[Saved entries]
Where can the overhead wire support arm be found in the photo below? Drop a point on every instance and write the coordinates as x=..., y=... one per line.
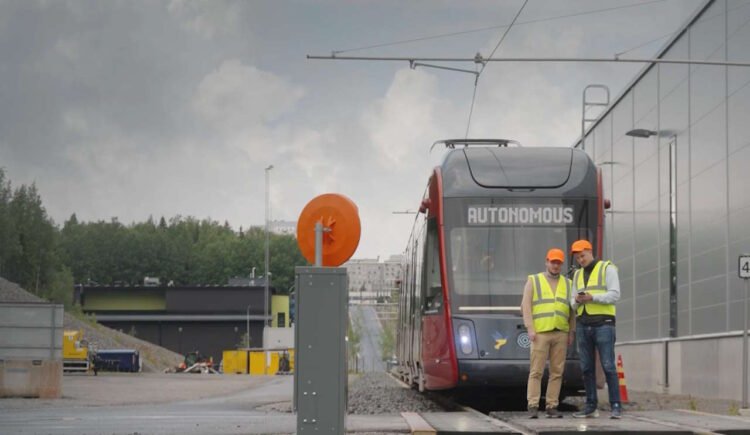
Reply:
x=411, y=60
x=414, y=65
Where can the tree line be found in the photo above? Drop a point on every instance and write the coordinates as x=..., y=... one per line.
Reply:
x=48, y=260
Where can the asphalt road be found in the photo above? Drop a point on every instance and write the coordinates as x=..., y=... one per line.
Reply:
x=158, y=412
x=369, y=348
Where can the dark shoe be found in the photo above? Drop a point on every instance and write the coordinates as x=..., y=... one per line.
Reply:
x=588, y=412
x=616, y=411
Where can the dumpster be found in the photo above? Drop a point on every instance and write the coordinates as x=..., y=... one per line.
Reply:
x=118, y=360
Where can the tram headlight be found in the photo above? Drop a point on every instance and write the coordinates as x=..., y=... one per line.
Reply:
x=464, y=338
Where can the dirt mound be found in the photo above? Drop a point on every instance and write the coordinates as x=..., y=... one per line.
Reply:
x=155, y=358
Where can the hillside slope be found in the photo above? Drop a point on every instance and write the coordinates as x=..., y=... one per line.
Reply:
x=155, y=358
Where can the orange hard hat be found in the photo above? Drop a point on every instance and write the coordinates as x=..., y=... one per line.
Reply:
x=580, y=245
x=556, y=254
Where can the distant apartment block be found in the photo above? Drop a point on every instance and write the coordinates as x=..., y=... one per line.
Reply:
x=371, y=280
x=283, y=227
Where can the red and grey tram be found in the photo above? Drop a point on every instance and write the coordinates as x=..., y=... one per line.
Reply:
x=489, y=214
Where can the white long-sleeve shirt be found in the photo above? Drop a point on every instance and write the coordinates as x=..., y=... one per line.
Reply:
x=613, y=289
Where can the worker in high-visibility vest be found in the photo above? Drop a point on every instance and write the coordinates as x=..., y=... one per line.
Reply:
x=596, y=289
x=550, y=325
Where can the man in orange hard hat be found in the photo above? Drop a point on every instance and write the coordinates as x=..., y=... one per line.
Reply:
x=596, y=289
x=551, y=327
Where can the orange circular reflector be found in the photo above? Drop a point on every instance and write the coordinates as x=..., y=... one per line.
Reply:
x=340, y=214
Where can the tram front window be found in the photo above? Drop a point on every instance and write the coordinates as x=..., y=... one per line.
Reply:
x=496, y=261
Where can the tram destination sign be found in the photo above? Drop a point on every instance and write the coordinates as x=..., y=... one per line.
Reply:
x=514, y=215
x=744, y=266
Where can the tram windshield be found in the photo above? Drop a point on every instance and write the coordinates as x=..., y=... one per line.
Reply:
x=497, y=260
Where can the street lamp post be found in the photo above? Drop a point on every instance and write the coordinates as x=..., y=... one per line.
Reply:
x=268, y=275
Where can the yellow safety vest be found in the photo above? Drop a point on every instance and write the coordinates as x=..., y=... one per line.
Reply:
x=549, y=310
x=597, y=285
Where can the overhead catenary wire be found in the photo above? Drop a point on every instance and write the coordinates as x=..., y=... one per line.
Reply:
x=484, y=29
x=701, y=20
x=484, y=65
x=535, y=59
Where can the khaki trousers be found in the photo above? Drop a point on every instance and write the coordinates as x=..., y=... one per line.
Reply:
x=552, y=345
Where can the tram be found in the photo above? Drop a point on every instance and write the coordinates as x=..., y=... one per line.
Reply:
x=489, y=214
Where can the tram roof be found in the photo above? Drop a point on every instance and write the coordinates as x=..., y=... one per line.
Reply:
x=471, y=170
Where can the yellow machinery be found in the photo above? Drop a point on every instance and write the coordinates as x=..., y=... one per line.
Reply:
x=75, y=352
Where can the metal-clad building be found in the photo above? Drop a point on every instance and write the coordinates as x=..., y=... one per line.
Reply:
x=701, y=111
x=680, y=199
x=209, y=319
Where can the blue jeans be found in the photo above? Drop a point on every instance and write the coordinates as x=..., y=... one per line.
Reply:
x=601, y=338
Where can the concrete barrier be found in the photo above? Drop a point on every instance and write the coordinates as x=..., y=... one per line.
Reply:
x=707, y=365
x=31, y=350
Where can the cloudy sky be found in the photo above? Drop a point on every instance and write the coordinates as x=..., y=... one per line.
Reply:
x=132, y=109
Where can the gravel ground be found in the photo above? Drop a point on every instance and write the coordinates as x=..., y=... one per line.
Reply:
x=378, y=393
x=648, y=401
x=119, y=389
x=375, y=393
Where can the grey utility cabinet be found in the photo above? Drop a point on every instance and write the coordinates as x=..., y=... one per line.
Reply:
x=320, y=382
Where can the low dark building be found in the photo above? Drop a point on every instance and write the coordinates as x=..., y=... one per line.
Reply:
x=209, y=319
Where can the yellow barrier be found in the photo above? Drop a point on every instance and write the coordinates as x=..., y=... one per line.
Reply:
x=235, y=362
x=255, y=361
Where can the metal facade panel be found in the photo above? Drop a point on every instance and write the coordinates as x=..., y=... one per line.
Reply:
x=31, y=331
x=321, y=371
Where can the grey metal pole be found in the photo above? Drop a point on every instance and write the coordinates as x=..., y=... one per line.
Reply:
x=744, y=350
x=318, y=244
x=268, y=213
x=248, y=326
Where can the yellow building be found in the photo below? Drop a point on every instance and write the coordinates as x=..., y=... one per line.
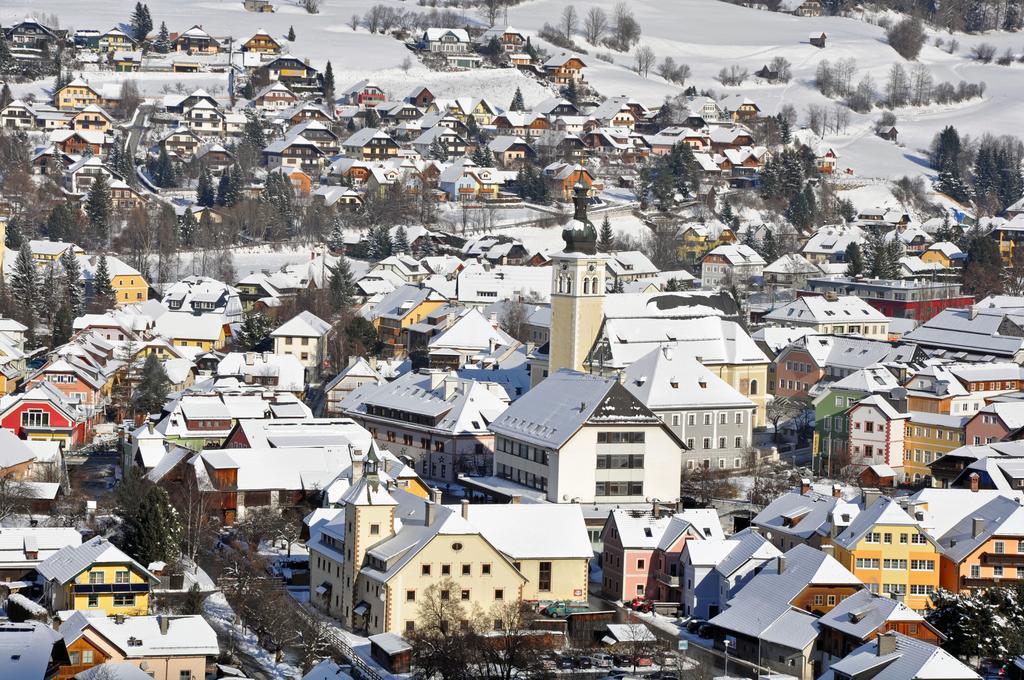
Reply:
x=76, y=94
x=96, y=577
x=375, y=574
x=930, y=435
x=887, y=549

**Task objective:** From the entries above, copy every line where the word "overhead" shows up.

**Answer to the exercise:**
Where can the overhead wire support arm be found in the photo below? Drop a point on every instance and write the coordinates as x=..., y=... one per line.
Where can the overhead catenary wire be found in the photo above? Drop a point on every instance and write the coordinates as x=..., y=... one per line.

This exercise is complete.